* [WRITTEN TASK]
Pick out and copy each line of the listing below that contains the string "coastline".

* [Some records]
· · · · ·

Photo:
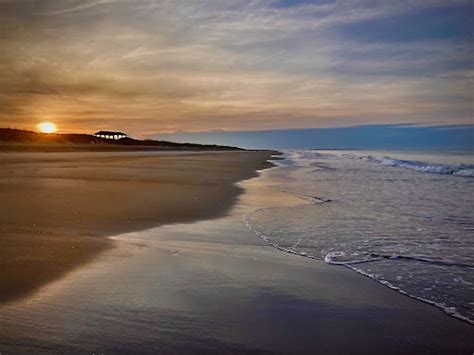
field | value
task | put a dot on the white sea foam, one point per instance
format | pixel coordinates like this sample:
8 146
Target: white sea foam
410 233
466 170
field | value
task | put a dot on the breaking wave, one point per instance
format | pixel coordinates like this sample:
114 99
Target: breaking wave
466 170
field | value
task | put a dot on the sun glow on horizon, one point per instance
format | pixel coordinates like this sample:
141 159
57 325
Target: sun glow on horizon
47 127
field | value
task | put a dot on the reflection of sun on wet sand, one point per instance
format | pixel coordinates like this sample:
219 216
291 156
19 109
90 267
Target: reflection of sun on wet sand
56 208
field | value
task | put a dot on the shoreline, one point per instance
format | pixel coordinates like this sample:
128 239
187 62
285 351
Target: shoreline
213 286
59 210
305 200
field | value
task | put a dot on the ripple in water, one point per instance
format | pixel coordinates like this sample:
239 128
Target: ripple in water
405 227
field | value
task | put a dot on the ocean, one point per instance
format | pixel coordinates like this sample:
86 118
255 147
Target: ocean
404 219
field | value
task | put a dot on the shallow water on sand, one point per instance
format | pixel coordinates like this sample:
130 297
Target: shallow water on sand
404 219
214 286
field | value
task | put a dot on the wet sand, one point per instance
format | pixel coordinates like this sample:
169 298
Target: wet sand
212 286
57 208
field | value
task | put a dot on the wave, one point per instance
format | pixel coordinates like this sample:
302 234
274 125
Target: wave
466 170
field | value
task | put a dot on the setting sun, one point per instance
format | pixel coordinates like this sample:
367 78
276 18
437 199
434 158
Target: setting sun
47 127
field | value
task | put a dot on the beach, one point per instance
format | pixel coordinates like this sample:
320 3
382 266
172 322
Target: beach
58 208
163 262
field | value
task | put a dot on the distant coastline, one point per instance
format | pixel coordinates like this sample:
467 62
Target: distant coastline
27 141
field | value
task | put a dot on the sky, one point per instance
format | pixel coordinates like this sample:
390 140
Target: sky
145 67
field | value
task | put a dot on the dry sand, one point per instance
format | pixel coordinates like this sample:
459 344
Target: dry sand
57 208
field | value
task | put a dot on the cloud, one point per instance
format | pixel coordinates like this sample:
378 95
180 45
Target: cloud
165 65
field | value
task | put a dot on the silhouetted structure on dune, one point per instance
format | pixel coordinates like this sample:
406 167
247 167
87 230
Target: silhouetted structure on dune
110 135
14 137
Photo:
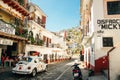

· · · · ·

* [FULL OUTPUT]
task | put a dot on the distant coastline, one point per instance
Target: distant coastline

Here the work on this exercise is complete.